==== Supplied passage

On the level of discourse, however, the older Redburn tries to rescue the story of his first voyage from its picaresque tendencies by falling back on two earlier, religious genres that inform the secular, Franklinian Bildungsroman: the Christian confession and the conversion narrative. The word “Confessions” in the title of his narrative emphasizes that Redburn has sins to confess, the worst of which is his Cain-like desertion of his “brother” Harry, who subsequently died in a whaling accident. The confessional motif enables the adult Redburn not only to conceive of himself as an ancient mariner figure, but also roots his narrative in the oldest precursor of the American Bildungsroman, the Puritan conversion narrative. Like the narrator of the Puritan conversion narrative, Redburn confesses not only past sins but also present faith, a belief in a kind of humanitarian Christianity that colors many of the older narrator's comments on the social inequities he observed during his first voyage. Retrospectively depicting life as a series of meaningful events causally connected in a developmental scheme, the confession and the conversion narrative provide Redburn with an interpretive framework enabling him to make sense of and come to terms with the fragmented, chaotic experiences of his first voyage. Borrowing the two genres' teleological conception of time and narrative, the adult Redburn attempts to transform the story of his social fall into one of moral redemption.

Redburn suggests that the process of writing is itself to complete the growth whose beginning he retrospectively traces to his first voyage to Liverpool. Before embarking on his narrative project, he emphasizes the “secret sympathy” between himself and the figurehead of the ornamental glass ship in his mother's sitting-room, “a gallant warrior in a cocked-hat” which “fell from his perch the very day I left home to go to sea on this my first voyage.” Like the glass ship still “sadly shattered and broken,” the older Redburn refuses to have the fallen figurehead “put on his legs again, till I get on my own” (9). He tries to get on his own legs again by “bringing in [his] report” (200), to pick up the pieces of his life and reintegrate them into a meaningful whole. In reconstructing the story of his first voyage as a religious or semi-religious Bildungsroman, he obviously aims not only to piece together the dispersed fragments of self, but also to reintegrate himself into society. Redburn's motivation for construing his tale as a conversion to humanitarian Christianity corresponds with the Puritan's formal objective in presenting an account of his or her conversion: just as the Puritan attempts to gain church membership (in theocratic New England, of course, a matter of social and political integration as much as of religious identification), so Redburn attempts to regain “access to respectable and improving society” (138). If Benjamin Franklin invented the tale of the material rise from rags to riches, Melville's narrator construes a tale of spiritual growth from “misanthropic” (23) youth to Christian humanitarian maturity. Despite its privileging of religious ethics, however, Redburn's tale caters as much to the ideological needs of the age as does Franklin's.

========
==== Extracted data

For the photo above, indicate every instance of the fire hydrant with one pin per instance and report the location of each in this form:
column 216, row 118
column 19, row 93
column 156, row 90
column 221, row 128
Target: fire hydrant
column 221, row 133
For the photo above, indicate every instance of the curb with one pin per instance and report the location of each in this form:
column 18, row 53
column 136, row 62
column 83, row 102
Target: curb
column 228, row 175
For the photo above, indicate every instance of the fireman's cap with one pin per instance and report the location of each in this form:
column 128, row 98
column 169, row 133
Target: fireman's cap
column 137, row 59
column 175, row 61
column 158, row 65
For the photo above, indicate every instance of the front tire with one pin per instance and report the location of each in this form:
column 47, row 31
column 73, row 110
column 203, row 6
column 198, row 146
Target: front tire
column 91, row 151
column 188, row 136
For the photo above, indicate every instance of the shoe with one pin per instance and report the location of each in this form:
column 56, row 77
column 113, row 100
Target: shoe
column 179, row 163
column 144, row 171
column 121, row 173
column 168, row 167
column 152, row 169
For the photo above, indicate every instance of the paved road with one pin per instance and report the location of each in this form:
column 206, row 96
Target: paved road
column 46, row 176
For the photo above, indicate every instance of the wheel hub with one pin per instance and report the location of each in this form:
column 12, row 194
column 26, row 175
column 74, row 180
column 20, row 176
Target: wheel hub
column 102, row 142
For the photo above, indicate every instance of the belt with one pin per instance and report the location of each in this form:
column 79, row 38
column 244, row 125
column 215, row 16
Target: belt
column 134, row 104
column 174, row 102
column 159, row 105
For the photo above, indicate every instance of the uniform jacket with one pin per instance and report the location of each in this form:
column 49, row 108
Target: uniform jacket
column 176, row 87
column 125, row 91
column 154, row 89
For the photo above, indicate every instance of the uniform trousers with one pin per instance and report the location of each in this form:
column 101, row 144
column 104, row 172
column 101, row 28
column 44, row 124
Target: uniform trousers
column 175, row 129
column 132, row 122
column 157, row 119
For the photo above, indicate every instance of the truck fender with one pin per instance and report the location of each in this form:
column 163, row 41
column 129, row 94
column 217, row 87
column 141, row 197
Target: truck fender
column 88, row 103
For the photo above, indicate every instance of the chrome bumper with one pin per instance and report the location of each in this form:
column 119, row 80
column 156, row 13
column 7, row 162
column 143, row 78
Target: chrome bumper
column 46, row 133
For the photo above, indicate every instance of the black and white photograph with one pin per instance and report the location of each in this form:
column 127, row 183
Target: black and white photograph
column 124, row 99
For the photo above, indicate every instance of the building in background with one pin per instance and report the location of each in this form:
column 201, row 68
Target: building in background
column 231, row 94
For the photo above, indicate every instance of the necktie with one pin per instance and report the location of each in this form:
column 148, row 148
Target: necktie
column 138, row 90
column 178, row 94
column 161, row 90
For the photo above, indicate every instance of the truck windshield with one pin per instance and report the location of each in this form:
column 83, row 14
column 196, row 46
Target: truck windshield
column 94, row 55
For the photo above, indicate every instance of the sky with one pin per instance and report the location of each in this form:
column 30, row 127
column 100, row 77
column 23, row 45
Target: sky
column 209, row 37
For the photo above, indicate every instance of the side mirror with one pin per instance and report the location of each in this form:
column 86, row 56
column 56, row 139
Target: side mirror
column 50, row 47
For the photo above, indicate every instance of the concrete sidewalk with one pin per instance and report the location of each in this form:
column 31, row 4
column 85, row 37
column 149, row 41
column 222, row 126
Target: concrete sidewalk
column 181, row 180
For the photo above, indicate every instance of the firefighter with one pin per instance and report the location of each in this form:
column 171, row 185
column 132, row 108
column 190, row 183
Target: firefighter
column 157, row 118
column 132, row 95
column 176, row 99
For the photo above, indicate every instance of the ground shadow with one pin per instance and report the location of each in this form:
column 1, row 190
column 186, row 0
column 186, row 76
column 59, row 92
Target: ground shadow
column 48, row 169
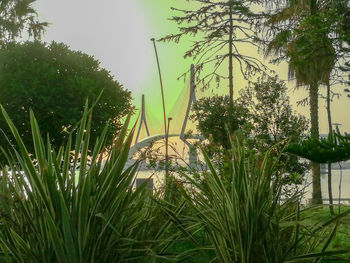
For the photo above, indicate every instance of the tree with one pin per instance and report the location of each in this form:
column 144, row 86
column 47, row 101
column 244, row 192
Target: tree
column 274, row 122
column 17, row 17
column 54, row 82
column 217, row 118
column 301, row 33
column 220, row 28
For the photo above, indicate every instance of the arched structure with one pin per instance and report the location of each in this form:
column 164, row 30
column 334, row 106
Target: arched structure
column 150, row 139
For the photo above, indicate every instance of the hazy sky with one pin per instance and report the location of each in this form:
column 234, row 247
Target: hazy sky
column 118, row 32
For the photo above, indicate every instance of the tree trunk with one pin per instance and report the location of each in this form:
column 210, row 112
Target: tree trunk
column 329, row 165
column 316, row 178
column 230, row 62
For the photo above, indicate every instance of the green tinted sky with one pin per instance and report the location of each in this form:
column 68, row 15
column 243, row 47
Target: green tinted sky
column 118, row 32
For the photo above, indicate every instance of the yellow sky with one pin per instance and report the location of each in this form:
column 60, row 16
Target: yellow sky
column 118, row 32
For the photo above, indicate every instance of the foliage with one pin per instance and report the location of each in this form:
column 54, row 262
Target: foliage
column 300, row 32
column 218, row 118
column 273, row 121
column 335, row 148
column 54, row 82
column 219, row 29
column 17, row 17
column 74, row 208
column 245, row 219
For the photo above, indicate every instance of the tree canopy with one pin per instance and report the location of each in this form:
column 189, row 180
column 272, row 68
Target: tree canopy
column 18, row 17
column 221, row 30
column 55, row 82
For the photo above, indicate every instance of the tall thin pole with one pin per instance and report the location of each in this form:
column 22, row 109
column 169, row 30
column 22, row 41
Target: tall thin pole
column 164, row 114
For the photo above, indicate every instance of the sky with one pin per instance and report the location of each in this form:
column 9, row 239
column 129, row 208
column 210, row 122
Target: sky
column 118, row 33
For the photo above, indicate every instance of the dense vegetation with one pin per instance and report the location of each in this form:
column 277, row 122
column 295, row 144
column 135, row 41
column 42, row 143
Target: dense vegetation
column 67, row 194
column 54, row 82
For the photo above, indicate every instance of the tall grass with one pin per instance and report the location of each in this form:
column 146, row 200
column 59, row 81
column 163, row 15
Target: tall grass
column 242, row 214
column 73, row 208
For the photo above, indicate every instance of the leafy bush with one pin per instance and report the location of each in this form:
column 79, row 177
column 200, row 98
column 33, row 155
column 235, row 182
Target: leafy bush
column 79, row 208
column 244, row 218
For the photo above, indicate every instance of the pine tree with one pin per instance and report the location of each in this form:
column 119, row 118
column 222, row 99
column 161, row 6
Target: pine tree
column 220, row 29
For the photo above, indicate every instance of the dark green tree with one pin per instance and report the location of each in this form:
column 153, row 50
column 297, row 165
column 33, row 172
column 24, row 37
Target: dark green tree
column 217, row 118
column 274, row 122
column 220, row 30
column 55, row 82
column 18, row 17
column 305, row 34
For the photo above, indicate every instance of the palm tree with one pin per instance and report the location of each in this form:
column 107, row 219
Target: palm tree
column 301, row 34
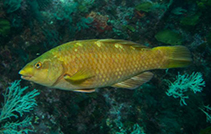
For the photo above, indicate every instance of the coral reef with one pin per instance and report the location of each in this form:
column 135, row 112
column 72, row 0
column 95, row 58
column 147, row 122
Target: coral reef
column 29, row 28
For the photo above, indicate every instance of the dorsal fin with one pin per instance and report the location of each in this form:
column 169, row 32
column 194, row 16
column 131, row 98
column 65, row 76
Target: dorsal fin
column 135, row 81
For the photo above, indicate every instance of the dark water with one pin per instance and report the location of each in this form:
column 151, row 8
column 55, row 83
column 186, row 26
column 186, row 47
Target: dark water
column 29, row 28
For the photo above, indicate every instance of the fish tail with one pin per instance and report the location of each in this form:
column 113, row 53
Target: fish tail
column 174, row 56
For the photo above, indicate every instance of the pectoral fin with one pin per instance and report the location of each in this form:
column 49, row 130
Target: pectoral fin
column 135, row 81
column 79, row 76
column 85, row 90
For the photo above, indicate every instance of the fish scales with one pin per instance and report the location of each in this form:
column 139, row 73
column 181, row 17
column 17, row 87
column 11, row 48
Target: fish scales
column 90, row 64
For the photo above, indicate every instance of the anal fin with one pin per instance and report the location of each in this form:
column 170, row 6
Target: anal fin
column 135, row 81
column 85, row 90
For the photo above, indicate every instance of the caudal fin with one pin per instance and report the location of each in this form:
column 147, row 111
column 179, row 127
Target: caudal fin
column 175, row 56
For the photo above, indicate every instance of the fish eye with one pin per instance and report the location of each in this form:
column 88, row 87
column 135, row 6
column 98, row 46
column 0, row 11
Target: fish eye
column 38, row 65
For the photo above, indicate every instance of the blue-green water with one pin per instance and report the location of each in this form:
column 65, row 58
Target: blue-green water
column 175, row 101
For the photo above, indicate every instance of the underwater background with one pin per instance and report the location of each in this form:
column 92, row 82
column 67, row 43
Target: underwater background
column 175, row 101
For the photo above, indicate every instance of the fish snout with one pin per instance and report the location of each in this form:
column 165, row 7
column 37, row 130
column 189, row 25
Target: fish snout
column 26, row 73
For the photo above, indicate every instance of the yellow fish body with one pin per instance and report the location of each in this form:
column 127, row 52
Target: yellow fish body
column 88, row 64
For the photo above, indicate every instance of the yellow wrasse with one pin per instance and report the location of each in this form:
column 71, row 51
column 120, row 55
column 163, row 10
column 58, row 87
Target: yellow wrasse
column 88, row 64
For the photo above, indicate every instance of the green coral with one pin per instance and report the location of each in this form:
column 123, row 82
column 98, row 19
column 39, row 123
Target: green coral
column 169, row 37
column 4, row 27
column 145, row 6
column 191, row 20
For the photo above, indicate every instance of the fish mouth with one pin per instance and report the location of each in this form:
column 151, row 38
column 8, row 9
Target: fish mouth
column 26, row 77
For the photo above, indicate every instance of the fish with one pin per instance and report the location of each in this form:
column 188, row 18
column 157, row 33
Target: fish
column 85, row 65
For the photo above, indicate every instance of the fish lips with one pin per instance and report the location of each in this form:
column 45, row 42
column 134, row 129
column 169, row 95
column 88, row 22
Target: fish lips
column 24, row 76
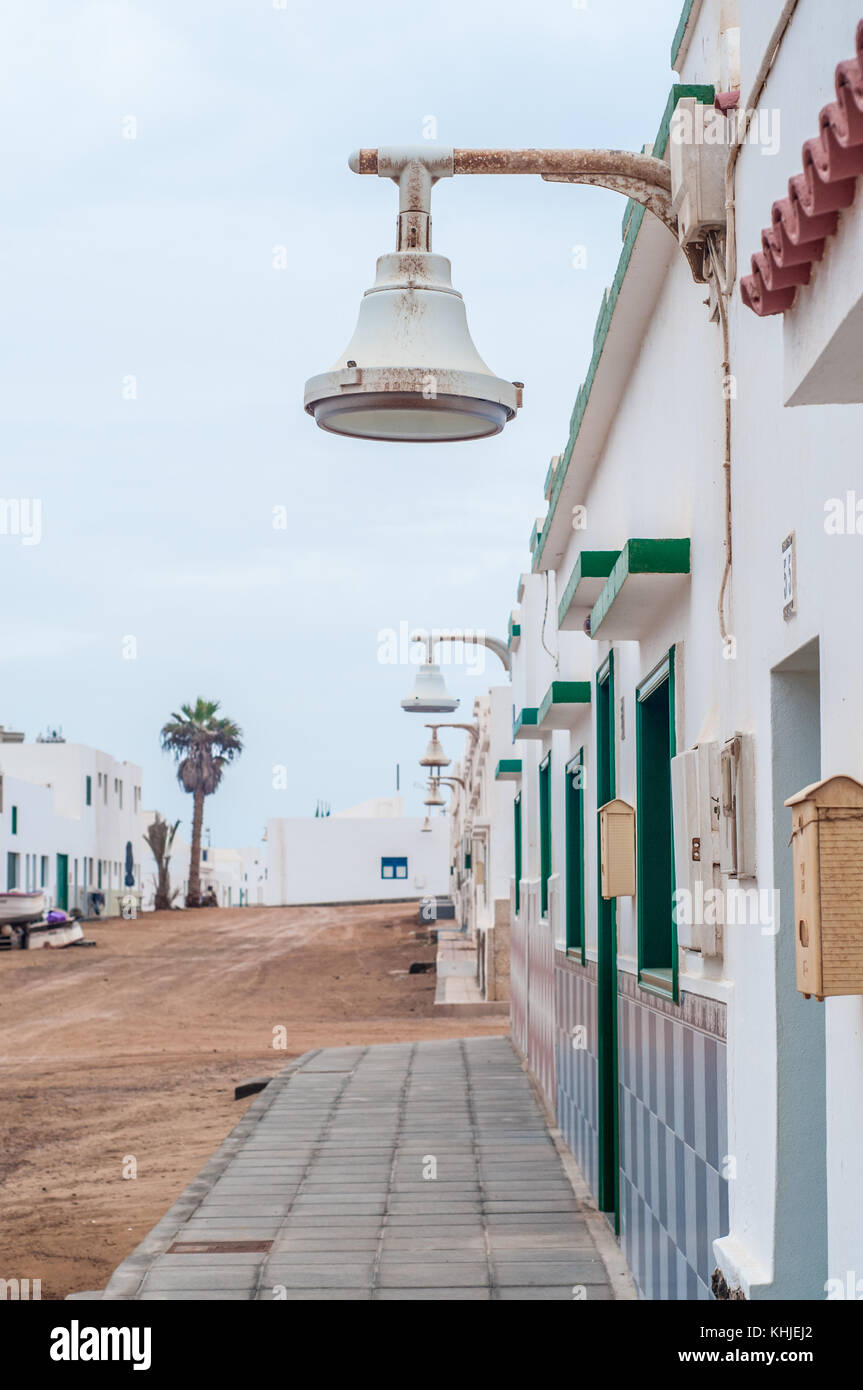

========

● Complete the following
a) According to the passage on Redburn, which two religious genres does the older Redburn fall back on to rescue the story of his first voyage from its picaresque tendencies?
b) Write the next part of the passage on Redburn, starting after its final sentence.
The records are not needed for this work.

● Answer set
a) The Christian confession and the conversion narrative.

b)
While Redburn tries to integrate story and discourse, Melville calls attention to the holes in the fabric of Redburn's narrative design. That the religious Bildungsroman pattern of confession and conversion is artificially superimposed to counteract and overcome the picaresque tendencies of Redburn's adventures is first suggested in a passage in which Redburn discusses reform efforts aimed at sailors. Arguing that reform efforts have not significantly improved the condition of sailors, Redburn lectures:

It is too much the custom, perhaps, to regard as a special advance, that unavoidable, and merely participative progress, which any one class makes in sharing the general movement of the race. Thus, because the [modern] sailor … is a somewhat different man from the exaggerated sailors of Smollett … therefore, in the estimation of some observers, he has begun to see the evils of his condition, and has voluntarily improved. But upon a closer scrutiny, it will be seen that he has but drifted along with that great tide, which, perhaps, has two flows for one ebb; he has made no individual advance of his own.

(139)

Echoing Emerson's critique of progressivist reform theories in “Self-Reliance,”5 Redburn here challenges antebellum reformers' optimistic belief that change automatically means improvement. Although modern sailors may have changed, they have not been reformed; instead of having made progress, they merely drift on the tide. Redburn compares the sailor class to a revolving wheel on which the coach of society is “bottomed,” ensuring the progress of the species while remaining itself caught in “muddy revolutions.” As Redburn's metaphor suggests, revolutions do not mark a break with the past, but merely give another turn to the wheel of time. It is unlikely, Redburn skeptically concludes, that the sailor class can ever be “wholly lifted from the mire,” make any real progress (139); reform efforts, he would seem to suggest, are doomed to fail.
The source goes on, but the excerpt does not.